● **Text**:
On Friday, June 24, 2011, Deportes Media began operating KTRB under a local marketing agreement (LMA). The station's format changed to Spanish-language sports using the ESPN Deportes Radio Network.

Beginning in 2014, KTRB became the San Francisco affiliate for the San Jose State Spartans football radio network.

===Switch to Salem Radio Network===
On the Fourth of July weekend, 2016, the station switched to a conservative talk radio format airing nationally syndicated programs from the Salem Radio Network. The station began operations under the Salem Media Group using an LMA. The sports format, including ESPN Deportes and San Jose State football, moved to KKSF. The station is presently operating with 50,000 watts non-directionally days and 5,000 watts non-directionally nights, both from Salem's KFAX transmitter site.

The acquisition of KTRB by the managing partners of Salem, DBA East Bay Broadcasting, LLC for $5,125,000, from the receiver of KTRB, was granted on November 30, 2016.

The FCC construction permit which would turn KTRB from a 50,000-watt four-tower DA-1 installation into a 50,000-watt/5,000-watt DA-2 installation, with one KFAX tower days and all four KFAX towers nights has been granted.

● **Natural-language descriptions of regions**:
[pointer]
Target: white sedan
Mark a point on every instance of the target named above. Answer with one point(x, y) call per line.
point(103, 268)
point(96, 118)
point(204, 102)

● **Exercise prompt**:
Please pick up the KTRB radio station history above and continue it from its last sentence.

● **Response to the task**:
In theory, this should be sufficient for service to the city of license, but the night pattern necessarily protects Portland (Class B, as is KTRB), Tijuana (also Class B) and Toronto (Class A), and, consequently, night service along radials towards those three cities, which includes the largest North Bay and South Bay cities, and some East Bay cities, will be significantly to dramatically reduced.

Effective September 11, 2018, East Bay Broadcasting assigned KTRB's license to Salem Media's New Inspiration Broadcasting Company, Inc., at the same $5.125 million price originally paid by East Bay.

In January 2019, the Oakland Athletics announced KTRB as their flagship station for the 2019 season. After one season, the team elected to not renew with KTRB instead to move game broadcasts to its own "A’s Cast" Internet radio station on TuneIn for the 2020 season.
Also in 2020, KTRB resumed broadcasting San Jose State football, splitting the broadcast rights with sister station KDOW. On December 19, 2020, KTRB broadcast San Jose State's 34–20 2020 Mountain West Conference Football Championship Game victory over Boise State. In 2021, KTRB broadcast all but one San Jose State football game.